Work required. An exact copy of the entries below is required, with all pictures removed.

Input material.
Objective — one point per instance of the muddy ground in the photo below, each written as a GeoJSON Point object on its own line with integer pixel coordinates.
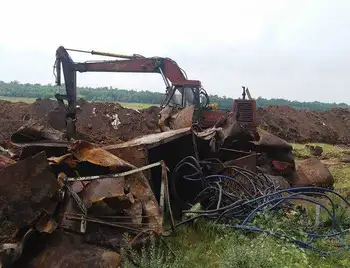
{"type": "Point", "coordinates": [301, 126]}
{"type": "Point", "coordinates": [97, 122]}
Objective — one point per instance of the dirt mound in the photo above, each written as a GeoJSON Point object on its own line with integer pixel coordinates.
{"type": "Point", "coordinates": [305, 125]}
{"type": "Point", "coordinates": [103, 123]}
{"type": "Point", "coordinates": [109, 123]}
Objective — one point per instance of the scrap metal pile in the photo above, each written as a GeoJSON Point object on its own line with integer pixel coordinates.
{"type": "Point", "coordinates": [69, 204]}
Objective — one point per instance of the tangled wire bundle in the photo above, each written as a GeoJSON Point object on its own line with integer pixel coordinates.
{"type": "Point", "coordinates": [235, 200]}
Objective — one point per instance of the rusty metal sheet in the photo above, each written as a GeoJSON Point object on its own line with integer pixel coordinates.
{"type": "Point", "coordinates": [27, 188]}
{"type": "Point", "coordinates": [246, 162]}
{"type": "Point", "coordinates": [86, 151]}
{"type": "Point", "coordinates": [51, 148]}
{"type": "Point", "coordinates": [67, 252]}
{"type": "Point", "coordinates": [152, 139]}
{"type": "Point", "coordinates": [5, 161]}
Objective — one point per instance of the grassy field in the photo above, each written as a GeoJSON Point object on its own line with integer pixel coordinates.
{"type": "Point", "coordinates": [204, 244]}
{"type": "Point", "coordinates": [129, 105]}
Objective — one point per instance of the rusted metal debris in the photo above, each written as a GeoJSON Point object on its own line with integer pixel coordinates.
{"type": "Point", "coordinates": [5, 161]}
{"type": "Point", "coordinates": [84, 197]}
{"type": "Point", "coordinates": [89, 191]}
{"type": "Point", "coordinates": [27, 192]}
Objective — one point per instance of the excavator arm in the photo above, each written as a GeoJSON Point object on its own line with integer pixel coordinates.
{"type": "Point", "coordinates": [173, 76]}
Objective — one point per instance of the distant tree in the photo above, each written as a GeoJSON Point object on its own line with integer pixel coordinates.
{"type": "Point", "coordinates": [16, 89]}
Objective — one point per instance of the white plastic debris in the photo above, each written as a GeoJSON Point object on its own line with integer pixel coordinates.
{"type": "Point", "coordinates": [116, 122]}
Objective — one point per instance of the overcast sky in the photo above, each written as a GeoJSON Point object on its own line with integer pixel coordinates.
{"type": "Point", "coordinates": [297, 50]}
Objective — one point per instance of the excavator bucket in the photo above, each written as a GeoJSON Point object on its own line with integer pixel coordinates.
{"type": "Point", "coordinates": [170, 118]}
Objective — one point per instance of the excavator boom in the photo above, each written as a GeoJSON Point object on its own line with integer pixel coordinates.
{"type": "Point", "coordinates": [173, 76]}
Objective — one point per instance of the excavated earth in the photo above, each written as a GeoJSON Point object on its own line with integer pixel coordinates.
{"type": "Point", "coordinates": [331, 126]}
{"type": "Point", "coordinates": [102, 123]}
{"type": "Point", "coordinates": [97, 122]}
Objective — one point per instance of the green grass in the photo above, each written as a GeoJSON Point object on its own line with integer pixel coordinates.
{"type": "Point", "coordinates": [329, 151]}
{"type": "Point", "coordinates": [207, 245]}
{"type": "Point", "coordinates": [134, 105]}
{"type": "Point", "coordinates": [18, 99]}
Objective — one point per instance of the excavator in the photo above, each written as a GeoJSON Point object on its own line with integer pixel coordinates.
{"type": "Point", "coordinates": [181, 92]}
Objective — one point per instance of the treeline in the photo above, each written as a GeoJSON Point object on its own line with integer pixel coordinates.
{"type": "Point", "coordinates": [16, 89]}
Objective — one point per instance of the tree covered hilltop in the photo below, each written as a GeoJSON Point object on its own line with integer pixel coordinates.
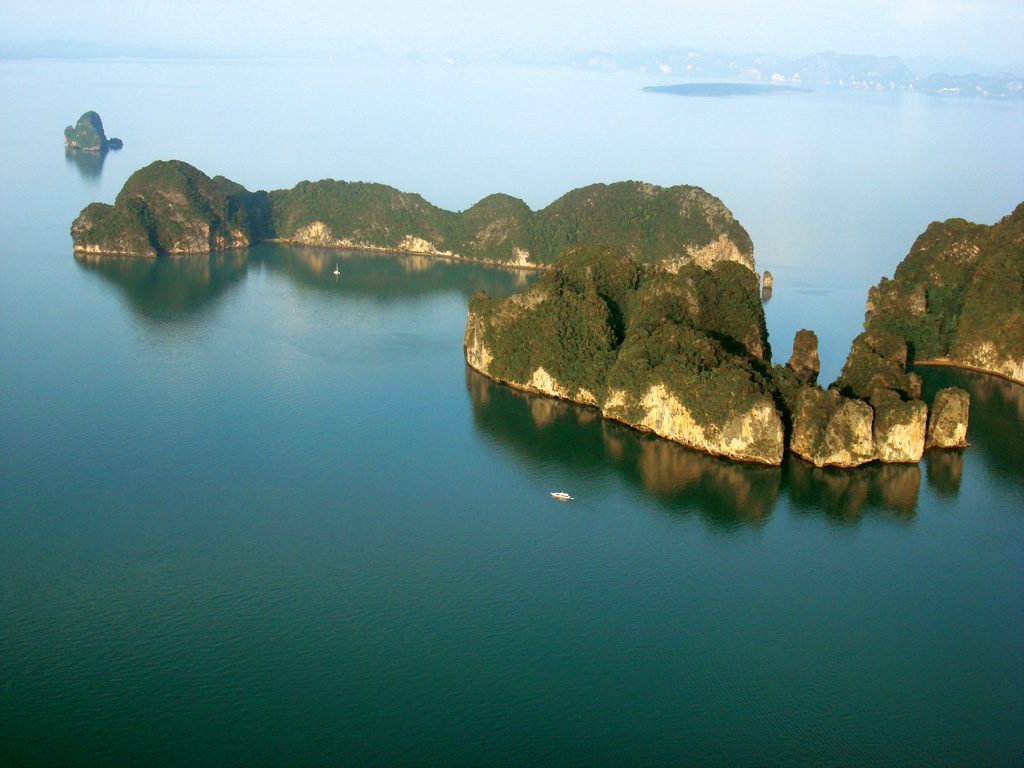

Answer to this task.
Objective — one point per instance of the muddy ground in the photo below, each written as a GeoJSON Point object on its own line with integer pixel coordinates.
{"type": "Point", "coordinates": [301, 126]}
{"type": "Point", "coordinates": [97, 122]}
Objective — one point per instance of the dirt mound in the photo above, each written as a GeoJSON Point object on its own line with integer pixel coordinates.
{"type": "Point", "coordinates": [305, 125]}
{"type": "Point", "coordinates": [103, 123]}
{"type": "Point", "coordinates": [109, 123]}
Objective — one point per instance of the scrap metal pile in the photo above, each written as a GeoJSON Point object on its own line with integer pixel coordinates.
{"type": "Point", "coordinates": [69, 204]}
Objective — one point per instance of the tangled wire bundle in the photo above, each written as a GeoJSON Point object on its own line with integer pixel coordinates.
{"type": "Point", "coordinates": [235, 200]}
Objective — one point per instance of the rusty metal sheet in the photo above, each written as a GeoJSON Point object on its own line with integer pixel coordinates.
{"type": "Point", "coordinates": [27, 188]}
{"type": "Point", "coordinates": [246, 162]}
{"type": "Point", "coordinates": [86, 151]}
{"type": "Point", "coordinates": [51, 148]}
{"type": "Point", "coordinates": [67, 252]}
{"type": "Point", "coordinates": [152, 139]}
{"type": "Point", "coordinates": [5, 161]}
Objective — one point per instance of the grassy field in the photo above, each written as a GeoJSON Point object on its own line with integer pixel coordinates.
{"type": "Point", "coordinates": [204, 244]}
{"type": "Point", "coordinates": [129, 105]}
Objective — one point per instance of the rusted metal debris in the photo above, each written as a GeoJSON Point object on its own line with integer pixel coordinates.
{"type": "Point", "coordinates": [5, 161]}
{"type": "Point", "coordinates": [84, 197]}
{"type": "Point", "coordinates": [89, 191]}
{"type": "Point", "coordinates": [27, 192]}
Objective — one point per instance of the excavator arm in the photo above, each written as a GeoJSON Point object on its own line with integer pixel coordinates.
{"type": "Point", "coordinates": [173, 76]}
Objective — one point per instance of the distant tree in the photo above, each written as a GeoJSON Point object on its own line with integer pixel coordinates.
{"type": "Point", "coordinates": [16, 89]}
Objective — one point per instance of the white plastic debris in the photo above, each written as a GeoJSON Point object on its own line with integer pixel coordinates.
{"type": "Point", "coordinates": [116, 122]}
Objective — one point per instance of the overcast sky in the photo above, each written as a GeoJSON Point object on its own line with integer pixel coordinates.
{"type": "Point", "coordinates": [297, 50]}
Objective — one point per instance of the excavator bucket in the photo above, each written as a GeoJSON Point object on its own line with integer pixel coordinates.
{"type": "Point", "coordinates": [170, 118]}
Objective — one point per instance of the excavator boom in the photo above, each written as a GeoJSON Point object on its own line with integer pixel coordinates.
{"type": "Point", "coordinates": [173, 76]}
Objective — one point per instance of the excavated earth in the photo above, each written as a GeoJSON Point object on its own line with integer pixel coordinates.
{"type": "Point", "coordinates": [331, 126]}
{"type": "Point", "coordinates": [102, 123]}
{"type": "Point", "coordinates": [97, 122]}
Objective — one point per instance of the green grass in the photo above, each written as a GeoJSON Point object on its own line with integer pixel coordinates.
{"type": "Point", "coordinates": [329, 151]}
{"type": "Point", "coordinates": [207, 245]}
{"type": "Point", "coordinates": [134, 105]}
{"type": "Point", "coordinates": [18, 99]}
Objective — one point per instance of the excavator in the photo above, each written as a GeoJSON Point object on its own line with integer pixel coordinates.
{"type": "Point", "coordinates": [181, 92]}
Objective — one point per instance of the treeline in the photo above, each written as a GeoJSON Point object on its own line with integer pixel coordinates.
{"type": "Point", "coordinates": [16, 89]}
Objective — one point per instance of the tree covered hilltop in the photo below, each written as a GeoJSON Point object on its own line with integer pixel coordinates.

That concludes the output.